TASK INSTRUCTIONS:
1. State whether each of the following statements agrees with the passage on Christian education, answering yes or no and quoting the words of the passage that decide it: (a) the article was posted on April 30, 2012; (b) James K.A. Smith teaches theology at Calvin College; (c) the passage calls Christian schools moral bubbles.
2. Repeat the passage on Christian education between "Rather, Christian schools" and "this fallen world.", inclusive.
BEGIN SUPPLIED PASSAGE
Over the past several weeks, the students and staff at Orangeville Christian School have welcomed many visitors to our school. The office has been busy with inquiries, tours and admission interviews with prospective families and students. Explaining to prospective families what Christian education is and is not is an important task.
The article below is an explanation of what Christian education is not that was posted by blogger Joe Carter, senior editor at Acton Institute (www.acton.org), on April 30, 2012, in Educational Choice.
“Each generation needs to re-own the rationale for Christian education,” says James K.A. Smith, Calvin College professor of philosophy and the author of Desiring the Kingdom, “to ask ourselves, ‘Why did we do this?’ and ‘Should we keep doing this?”
In answering such questions, Smith notes, “it might be helpful to point out what Christian education is not.”
Christian education is not meant to be merely “safe” education. The impetus for Christian schooling is not a protectionist concern, driven by fear, to sequester children from the big, bad world. Christian schools are not meant to be moral bubbles or holy huddles where children are encouraged to stick their heads in the sand.
Rather, Christian schools are called to be like Aslan in the Chronicles of Narnia; not safe, but good. Instead of antiseptic moral bubbles, Christian schools are moral incubators that help students not only to see the glories of God’s creation but also to discern and understand the brokenness of this fallen world.
While the Christian classroom makes room for appreciating the stunning complexity of cell biology and the rich diversity of world cultures, it’s also a place to understand the systemic injustices behind racism and the macroeconomics of poverty. Christian schools are not places for preserving a naïve innocence; they are laboratories to form children who see that our broken world is full of widows, orphans, and strangers we are called to love and welcome.
In short, Christian schools are not a withdrawal from the world; they are a lens and microscope through which to see the world in all its broken beauty.
END SUPPLIED PASSAGE
BEGIN LISTED RECORDS
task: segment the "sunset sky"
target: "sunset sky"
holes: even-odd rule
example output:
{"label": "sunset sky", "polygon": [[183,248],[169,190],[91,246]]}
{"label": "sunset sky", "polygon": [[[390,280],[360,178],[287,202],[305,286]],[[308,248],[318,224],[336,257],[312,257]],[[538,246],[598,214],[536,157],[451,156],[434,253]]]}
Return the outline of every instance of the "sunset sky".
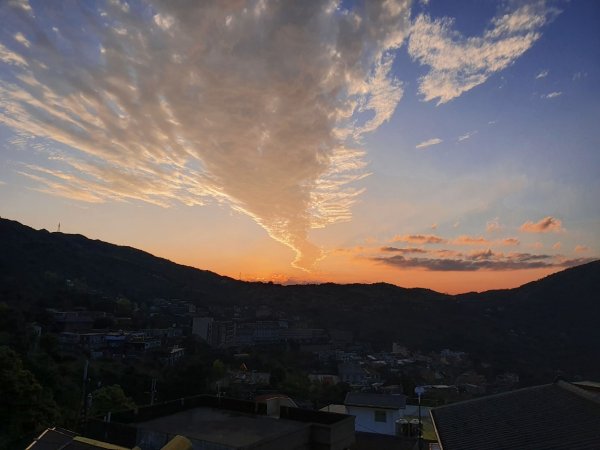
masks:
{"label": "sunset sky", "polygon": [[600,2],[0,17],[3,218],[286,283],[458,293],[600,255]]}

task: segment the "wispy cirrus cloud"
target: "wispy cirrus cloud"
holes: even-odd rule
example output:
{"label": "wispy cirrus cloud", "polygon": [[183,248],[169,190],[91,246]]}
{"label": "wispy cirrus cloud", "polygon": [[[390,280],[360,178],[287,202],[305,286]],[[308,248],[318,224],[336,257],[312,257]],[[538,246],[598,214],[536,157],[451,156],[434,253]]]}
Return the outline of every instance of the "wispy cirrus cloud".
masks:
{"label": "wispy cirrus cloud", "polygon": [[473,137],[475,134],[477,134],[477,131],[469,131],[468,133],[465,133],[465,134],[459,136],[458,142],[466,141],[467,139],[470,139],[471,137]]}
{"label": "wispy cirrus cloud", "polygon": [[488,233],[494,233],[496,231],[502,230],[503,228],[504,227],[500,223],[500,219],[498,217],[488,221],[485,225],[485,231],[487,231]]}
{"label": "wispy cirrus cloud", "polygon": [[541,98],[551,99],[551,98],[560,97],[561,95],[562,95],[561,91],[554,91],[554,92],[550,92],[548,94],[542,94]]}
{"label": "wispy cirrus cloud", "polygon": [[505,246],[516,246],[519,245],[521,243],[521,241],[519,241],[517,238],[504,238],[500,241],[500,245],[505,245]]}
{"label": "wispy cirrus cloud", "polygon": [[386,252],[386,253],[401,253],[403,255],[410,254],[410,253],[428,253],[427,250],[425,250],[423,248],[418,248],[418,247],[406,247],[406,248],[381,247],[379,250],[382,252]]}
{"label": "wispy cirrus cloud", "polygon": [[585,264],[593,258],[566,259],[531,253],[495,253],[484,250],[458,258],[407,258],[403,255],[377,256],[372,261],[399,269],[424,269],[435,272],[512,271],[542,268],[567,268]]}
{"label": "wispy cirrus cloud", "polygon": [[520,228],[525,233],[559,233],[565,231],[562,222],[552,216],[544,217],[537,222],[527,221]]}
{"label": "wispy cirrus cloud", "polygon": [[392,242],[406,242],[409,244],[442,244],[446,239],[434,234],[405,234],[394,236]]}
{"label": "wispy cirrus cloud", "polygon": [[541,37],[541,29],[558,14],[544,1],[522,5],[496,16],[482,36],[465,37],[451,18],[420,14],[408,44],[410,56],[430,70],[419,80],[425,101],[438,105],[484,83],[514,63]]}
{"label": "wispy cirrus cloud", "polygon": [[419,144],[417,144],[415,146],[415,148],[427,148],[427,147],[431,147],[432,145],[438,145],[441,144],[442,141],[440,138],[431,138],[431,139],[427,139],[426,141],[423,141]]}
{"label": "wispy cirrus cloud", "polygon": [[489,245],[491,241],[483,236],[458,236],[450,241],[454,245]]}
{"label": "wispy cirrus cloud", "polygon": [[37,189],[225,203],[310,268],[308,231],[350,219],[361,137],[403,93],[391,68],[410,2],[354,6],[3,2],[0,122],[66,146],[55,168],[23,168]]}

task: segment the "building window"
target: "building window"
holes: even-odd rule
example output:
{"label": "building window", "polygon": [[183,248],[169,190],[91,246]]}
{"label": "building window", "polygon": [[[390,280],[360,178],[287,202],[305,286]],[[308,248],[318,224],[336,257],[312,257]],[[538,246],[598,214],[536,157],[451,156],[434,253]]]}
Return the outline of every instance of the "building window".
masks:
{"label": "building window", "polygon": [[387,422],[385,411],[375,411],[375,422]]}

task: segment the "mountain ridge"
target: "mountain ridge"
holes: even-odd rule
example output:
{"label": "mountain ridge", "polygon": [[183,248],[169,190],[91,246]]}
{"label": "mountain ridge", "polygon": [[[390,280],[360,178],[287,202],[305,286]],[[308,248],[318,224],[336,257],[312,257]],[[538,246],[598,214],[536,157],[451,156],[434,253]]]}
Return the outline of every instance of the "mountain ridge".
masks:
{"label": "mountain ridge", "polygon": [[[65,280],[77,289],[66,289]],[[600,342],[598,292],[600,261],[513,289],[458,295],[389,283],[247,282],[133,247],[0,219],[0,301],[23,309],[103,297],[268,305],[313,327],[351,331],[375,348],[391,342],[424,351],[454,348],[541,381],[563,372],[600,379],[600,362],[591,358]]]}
END LISTED RECORDS
RESPONSES BY ITEM NUMBER:
1.
(a) Yes: "on April 30, 2012, in Educational Choice."
(b) No: "Calvin College professor of philosophy"
(c) No: "Christian schools are not meant to be moral bubbles or holy huddles"

2.
Rather, Christian schools are called to be like Aslan in the Chronicles of Narnia; not safe, but good. Instead of antiseptic moral bubbles, Christian schools are moral incubators that help students not only to see the glories of God’s creation but also to discern and understand the brokenness of this fallen world.